- Required actions
1. Reproduce the news article on Turkish corruption claims word for word, covering everything from "Turkey has made" down to "the commission said.".
2. According to the news article on Turkish corruption claims, which countries share Turkey's rank in the 2020 Corruption Perceptions Index?

- Source passage
-------

Turkey should fully investigate allegations by mafia boss Sedat Peker of illegal activities in politics, the bureaucracy and the business world, Transparency International said.
“These claims should be investigated by independent judicial organs and probed by an investigatory commission of the parliament” to establish their accuracy, the international anti-corruption body said in a statement on Twitter on Friday.
Turkish officials have denied or ignored a multitude of claims made by Peker about dirty relations between the state, the underworld and several Turkish companies. Peker, 49, is in exile and has aired the allegations in a series of videos published on YouTube since early May.
Turkey is ranked 86th of 180 countries in Transparency International’s 2020 Corruption Perceptions Index, equal with India, Burkina Faso, Trinidad and Tobago, and Timor-Leste. New Zealand and Denmark are ranked as the least corrupt nations.
Among Peker’s claims are allegations that the son of Binali Yıldırım, a former prime minister in President Recep Tayyip Erdoğan’s government, travelled to Venezuela last year to set up a route for the smuggling of cocaine to Turkey. The ex-politician has denied the charges, saying his son visited the country to distribute COVID-19 aid. Peker also alleged that Interior Minister Süleyman Soylu, who overseas the nation’s police force, has cooperated with the criminal underworld.
Turkey has made no progress in the fight against widespread corruption, the European Commission said in an annual report on enlargement in October. The country has no anti-corruption strategy or action plan, indicating lack of political will to fight against it decisively.
“Turkey should improve its track record on dismantling criminal networks and confiscating criminal assets,” the commission said.
Early this month, the Sydney Morning Herald reported that Hakan Ayık, a drugs smuggler and Australia’s most wanted man, was enjoying a luxury lifestyle in Turkey despite an Interpol warrant for his arrest.

-------

- Information provided
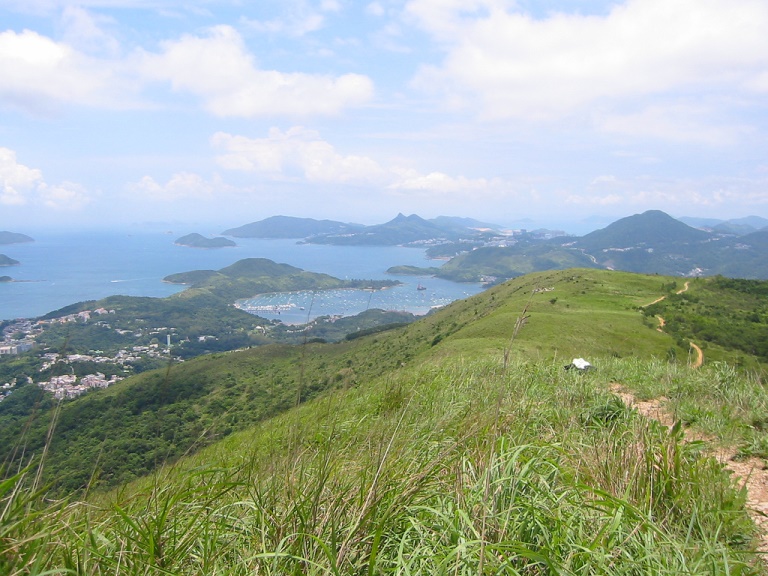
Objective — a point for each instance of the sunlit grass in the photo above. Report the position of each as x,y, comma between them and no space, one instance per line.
458,468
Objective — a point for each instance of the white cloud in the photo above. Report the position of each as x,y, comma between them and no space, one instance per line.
441,184
508,64
38,73
180,186
676,123
21,185
65,196
16,180
375,9
218,68
84,31
301,155
295,153
736,196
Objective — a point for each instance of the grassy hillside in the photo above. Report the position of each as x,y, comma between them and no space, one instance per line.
158,416
454,445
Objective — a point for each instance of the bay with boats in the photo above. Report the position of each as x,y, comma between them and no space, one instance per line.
62,268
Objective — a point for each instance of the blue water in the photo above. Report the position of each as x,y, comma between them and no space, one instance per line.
61,269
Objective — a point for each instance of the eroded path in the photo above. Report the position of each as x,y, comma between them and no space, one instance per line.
749,473
699,353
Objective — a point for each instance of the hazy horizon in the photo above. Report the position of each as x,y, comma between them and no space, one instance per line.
222,111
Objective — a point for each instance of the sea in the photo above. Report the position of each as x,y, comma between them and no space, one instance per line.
62,268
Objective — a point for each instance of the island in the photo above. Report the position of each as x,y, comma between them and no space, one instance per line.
196,240
14,237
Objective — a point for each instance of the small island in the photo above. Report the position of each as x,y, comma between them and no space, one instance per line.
6,261
196,240
14,237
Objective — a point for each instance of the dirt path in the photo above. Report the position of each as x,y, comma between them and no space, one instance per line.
699,354
750,473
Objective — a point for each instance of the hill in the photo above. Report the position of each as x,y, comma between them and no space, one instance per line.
400,230
648,243
289,227
574,313
652,229
196,240
7,261
457,444
14,237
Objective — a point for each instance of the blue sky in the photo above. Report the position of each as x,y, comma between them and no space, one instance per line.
225,112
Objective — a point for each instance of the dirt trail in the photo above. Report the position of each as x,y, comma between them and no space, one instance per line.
699,354
750,473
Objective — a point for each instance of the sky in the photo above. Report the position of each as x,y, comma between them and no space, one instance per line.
224,112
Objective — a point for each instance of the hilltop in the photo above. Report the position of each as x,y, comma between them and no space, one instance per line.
455,443
573,313
196,240
289,227
7,261
401,230
651,243
14,237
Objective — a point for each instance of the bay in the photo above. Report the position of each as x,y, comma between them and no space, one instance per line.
59,269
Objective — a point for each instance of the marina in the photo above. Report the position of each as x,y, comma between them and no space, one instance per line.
59,269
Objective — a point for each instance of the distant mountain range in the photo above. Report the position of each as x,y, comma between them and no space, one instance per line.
7,261
14,237
652,242
290,227
401,230
196,240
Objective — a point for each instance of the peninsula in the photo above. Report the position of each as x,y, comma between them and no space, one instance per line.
6,261
196,240
14,237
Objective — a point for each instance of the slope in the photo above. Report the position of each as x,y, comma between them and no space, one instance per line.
157,416
455,446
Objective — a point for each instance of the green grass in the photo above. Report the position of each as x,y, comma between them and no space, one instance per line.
425,452
454,468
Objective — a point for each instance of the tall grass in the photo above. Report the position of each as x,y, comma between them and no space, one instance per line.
462,468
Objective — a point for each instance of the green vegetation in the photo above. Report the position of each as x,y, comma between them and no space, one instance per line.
720,312
196,240
648,243
457,444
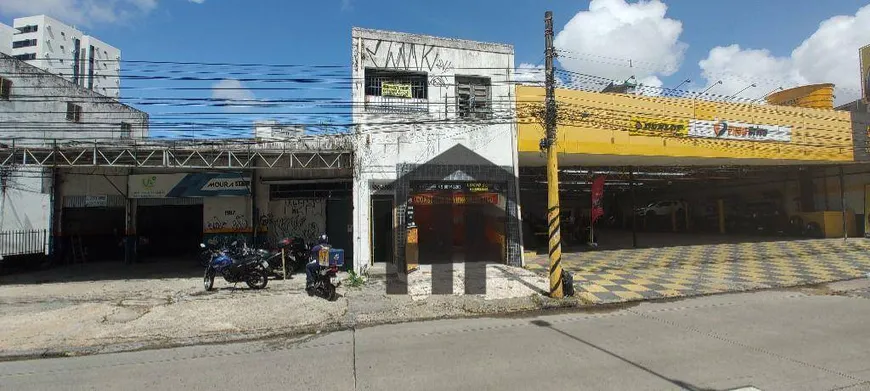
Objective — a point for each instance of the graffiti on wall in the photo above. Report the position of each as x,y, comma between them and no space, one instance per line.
305,218
405,55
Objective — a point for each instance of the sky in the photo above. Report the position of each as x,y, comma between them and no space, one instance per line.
771,43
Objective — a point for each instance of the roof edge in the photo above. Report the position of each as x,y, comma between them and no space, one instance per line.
455,43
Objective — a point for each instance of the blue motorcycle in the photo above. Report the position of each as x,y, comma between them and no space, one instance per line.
236,266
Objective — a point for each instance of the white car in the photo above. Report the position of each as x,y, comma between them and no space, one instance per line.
661,208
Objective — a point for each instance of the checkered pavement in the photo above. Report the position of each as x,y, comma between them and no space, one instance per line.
602,276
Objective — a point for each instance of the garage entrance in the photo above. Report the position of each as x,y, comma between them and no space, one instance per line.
382,229
93,229
458,225
169,232
689,205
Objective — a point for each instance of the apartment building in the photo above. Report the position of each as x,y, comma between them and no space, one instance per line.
65,51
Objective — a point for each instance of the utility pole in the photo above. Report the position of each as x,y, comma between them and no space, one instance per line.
553,212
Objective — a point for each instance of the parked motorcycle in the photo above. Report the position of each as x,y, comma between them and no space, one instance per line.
295,253
325,281
250,269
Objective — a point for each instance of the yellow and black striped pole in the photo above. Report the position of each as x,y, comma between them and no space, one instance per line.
554,247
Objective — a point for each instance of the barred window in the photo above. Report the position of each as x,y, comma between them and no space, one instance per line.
73,112
473,97
5,88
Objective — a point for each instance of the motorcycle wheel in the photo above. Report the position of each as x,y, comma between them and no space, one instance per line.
208,279
329,292
257,279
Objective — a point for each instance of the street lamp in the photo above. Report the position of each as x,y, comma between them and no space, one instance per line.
744,89
771,92
680,85
711,86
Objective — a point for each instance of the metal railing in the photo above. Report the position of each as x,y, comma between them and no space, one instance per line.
23,242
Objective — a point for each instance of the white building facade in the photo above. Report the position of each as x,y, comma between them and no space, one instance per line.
430,112
6,33
67,52
40,109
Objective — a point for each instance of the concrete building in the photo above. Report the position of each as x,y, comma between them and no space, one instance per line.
432,114
6,33
37,109
67,52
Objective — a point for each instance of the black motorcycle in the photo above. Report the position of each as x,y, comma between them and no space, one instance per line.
235,267
295,255
325,281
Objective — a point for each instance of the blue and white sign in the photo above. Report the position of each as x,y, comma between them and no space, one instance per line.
188,185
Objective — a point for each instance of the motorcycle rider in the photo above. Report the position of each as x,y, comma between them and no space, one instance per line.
313,267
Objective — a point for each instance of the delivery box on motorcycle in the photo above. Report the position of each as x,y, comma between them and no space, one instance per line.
328,256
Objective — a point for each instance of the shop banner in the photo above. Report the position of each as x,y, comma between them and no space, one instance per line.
455,198
864,62
597,194
188,185
867,211
659,127
467,187
732,130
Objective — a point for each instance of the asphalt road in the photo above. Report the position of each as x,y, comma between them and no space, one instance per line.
768,340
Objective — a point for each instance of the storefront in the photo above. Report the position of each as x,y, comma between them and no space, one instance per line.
175,212
456,221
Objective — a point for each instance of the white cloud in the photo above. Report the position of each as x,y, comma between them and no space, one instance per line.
829,55
602,40
80,12
232,92
529,74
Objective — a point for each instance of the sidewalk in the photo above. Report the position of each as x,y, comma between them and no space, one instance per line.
100,308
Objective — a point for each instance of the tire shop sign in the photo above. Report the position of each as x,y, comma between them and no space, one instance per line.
658,127
733,130
188,185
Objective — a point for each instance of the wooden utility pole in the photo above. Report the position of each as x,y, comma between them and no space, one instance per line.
553,212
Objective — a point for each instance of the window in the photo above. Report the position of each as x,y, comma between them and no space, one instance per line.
5,88
25,57
399,84
73,112
28,29
23,43
126,130
473,97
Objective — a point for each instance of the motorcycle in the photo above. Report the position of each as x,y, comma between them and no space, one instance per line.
295,253
325,281
250,269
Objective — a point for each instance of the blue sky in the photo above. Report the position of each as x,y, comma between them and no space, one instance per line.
318,32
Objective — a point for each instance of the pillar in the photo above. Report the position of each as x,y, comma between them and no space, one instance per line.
633,207
843,203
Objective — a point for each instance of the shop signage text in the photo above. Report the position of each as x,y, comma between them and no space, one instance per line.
658,126
455,198
100,201
468,187
188,185
396,89
732,130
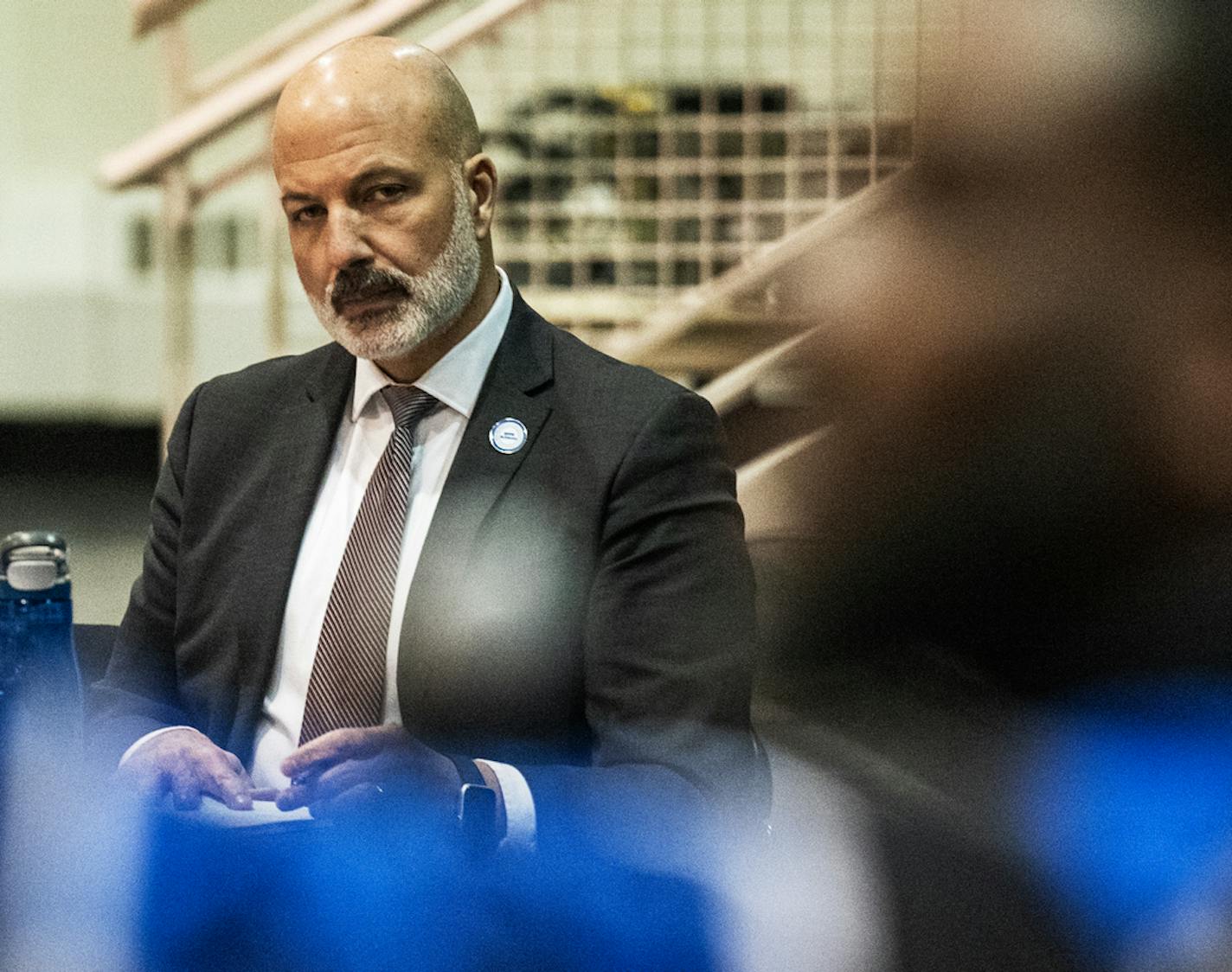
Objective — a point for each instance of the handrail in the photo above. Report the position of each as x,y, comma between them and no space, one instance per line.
273,43
142,160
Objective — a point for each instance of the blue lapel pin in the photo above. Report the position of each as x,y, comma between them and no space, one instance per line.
508,437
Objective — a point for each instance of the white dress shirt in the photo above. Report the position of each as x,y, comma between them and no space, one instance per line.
365,429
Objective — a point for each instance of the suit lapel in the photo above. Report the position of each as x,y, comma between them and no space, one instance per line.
299,438
515,388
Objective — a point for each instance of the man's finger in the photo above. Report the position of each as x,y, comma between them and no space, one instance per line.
336,747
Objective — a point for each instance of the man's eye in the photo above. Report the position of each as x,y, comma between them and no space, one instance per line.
307,212
387,192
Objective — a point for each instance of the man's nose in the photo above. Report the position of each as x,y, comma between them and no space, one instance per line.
348,240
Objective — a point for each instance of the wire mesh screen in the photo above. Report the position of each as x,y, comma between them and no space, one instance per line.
645,145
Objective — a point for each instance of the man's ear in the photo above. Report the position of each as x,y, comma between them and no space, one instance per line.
479,174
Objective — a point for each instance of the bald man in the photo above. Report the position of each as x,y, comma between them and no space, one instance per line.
567,630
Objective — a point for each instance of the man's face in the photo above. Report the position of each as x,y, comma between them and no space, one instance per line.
381,229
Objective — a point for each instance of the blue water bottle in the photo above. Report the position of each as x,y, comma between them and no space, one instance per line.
40,681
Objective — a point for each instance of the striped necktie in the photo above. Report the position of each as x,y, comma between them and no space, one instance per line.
346,687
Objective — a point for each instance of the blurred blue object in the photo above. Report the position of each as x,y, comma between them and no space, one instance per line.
1129,803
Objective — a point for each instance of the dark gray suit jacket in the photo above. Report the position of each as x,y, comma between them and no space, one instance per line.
581,609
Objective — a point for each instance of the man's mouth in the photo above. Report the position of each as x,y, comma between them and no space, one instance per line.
369,301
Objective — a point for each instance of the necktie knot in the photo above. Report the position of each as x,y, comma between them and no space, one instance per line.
407,403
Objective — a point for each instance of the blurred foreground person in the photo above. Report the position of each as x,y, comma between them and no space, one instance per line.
1017,519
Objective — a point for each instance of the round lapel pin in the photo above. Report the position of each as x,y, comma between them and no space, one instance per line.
508,437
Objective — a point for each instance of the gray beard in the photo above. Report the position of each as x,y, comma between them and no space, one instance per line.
436,297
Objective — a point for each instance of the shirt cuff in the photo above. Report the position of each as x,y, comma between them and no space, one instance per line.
150,736
519,806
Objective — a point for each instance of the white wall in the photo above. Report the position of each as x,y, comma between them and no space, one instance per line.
80,328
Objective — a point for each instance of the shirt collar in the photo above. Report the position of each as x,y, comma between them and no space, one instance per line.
456,379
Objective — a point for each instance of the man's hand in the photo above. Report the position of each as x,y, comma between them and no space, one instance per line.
185,764
349,771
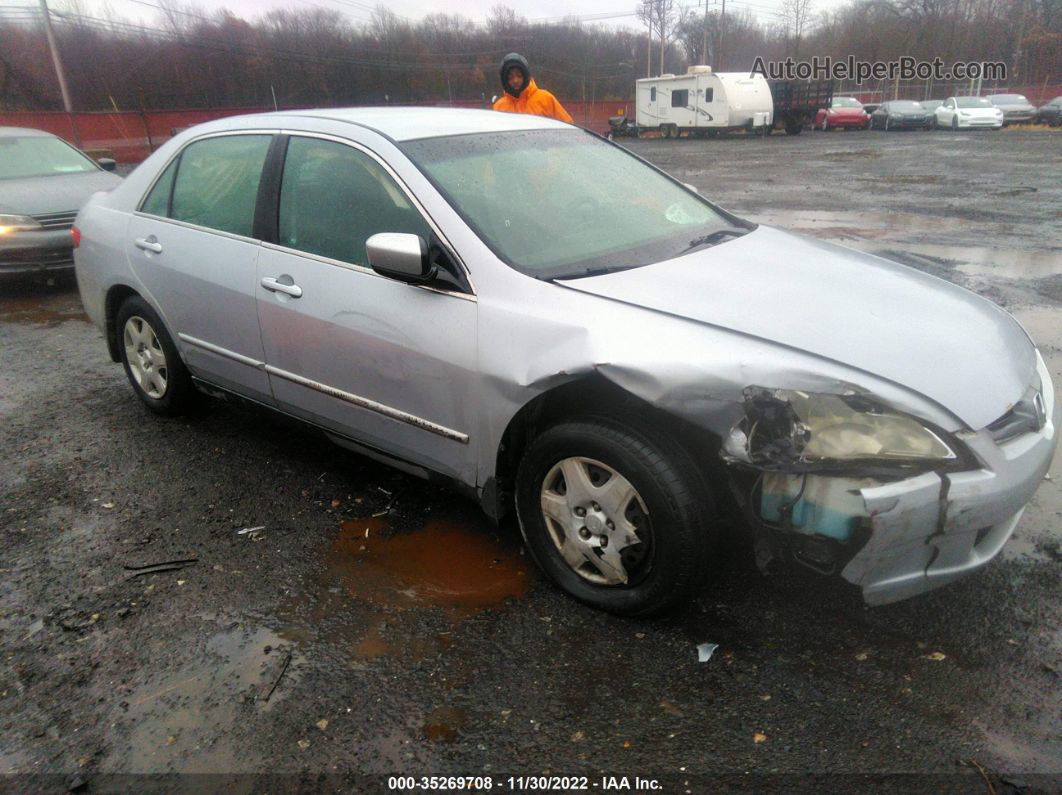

-------

- Written responses
1.
Turkey has made no progress in the fight against widespread corruption, the European Commission said in an annual report on enlargement in October. The country has no anti-corruption strategy or action plan, indicating lack of political will to fight against it decisively.
“Turkey should improve its track record on dismantling criminal networks and confiscating criminal assets,” the commission said.

2. India, Burkina Faso, Trinidad and Tobago, and Timor-Leste